Short task:
Copy out every line of the rows below, including the requests, and add 63 to each bounding box coordinate in the answers.

[Records of labeled boxes]
———
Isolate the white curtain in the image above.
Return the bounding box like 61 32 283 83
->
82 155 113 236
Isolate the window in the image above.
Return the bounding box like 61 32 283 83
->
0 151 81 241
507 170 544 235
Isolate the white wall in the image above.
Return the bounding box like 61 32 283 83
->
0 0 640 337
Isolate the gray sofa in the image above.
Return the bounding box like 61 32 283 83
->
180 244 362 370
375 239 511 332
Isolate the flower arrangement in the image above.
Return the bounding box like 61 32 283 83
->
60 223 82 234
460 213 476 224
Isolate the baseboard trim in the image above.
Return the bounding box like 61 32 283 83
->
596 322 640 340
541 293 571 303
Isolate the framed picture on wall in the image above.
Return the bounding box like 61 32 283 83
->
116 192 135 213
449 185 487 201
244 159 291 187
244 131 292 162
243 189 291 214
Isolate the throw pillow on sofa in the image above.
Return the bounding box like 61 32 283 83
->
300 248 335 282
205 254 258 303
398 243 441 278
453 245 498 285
———
Solution for this task:
Isolate the white curtain in the image above.
Return the bounding box like 61 32 283 83
->
145 218 176 299
Isolate the window in the image above.
Return the bounding box like 61 32 283 83
->
63 214 144 304
570 233 607 298
Isolate the white wall in the image above.
Return the bounding box like 61 32 283 83
->
63 63 703 400
Isolate the gray sofa in the image above.
Return the bounding box like 61 32 283 83
->
243 307 425 433
438 302 574 395
Isolate the flower arrangement in the image above.
Return the bounding box like 61 32 283 83
->
123 286 145 297
523 276 539 287
Isolate the baseboard trim in the image above.
Return the bounding box like 61 32 283 83
->
659 385 703 403
604 356 634 366
Isolate the framed picture on wall in the image above.
Return the bounding box like 61 32 283 83
->
179 255 198 276
512 248 550 264
307 222 354 250
307 194 355 225
306 252 354 277
Isolate the throw pillow on sofa in the image above.
Return the bounding box like 61 32 283 83
->
363 311 398 345
268 317 321 366
461 306 504 341
516 308 561 348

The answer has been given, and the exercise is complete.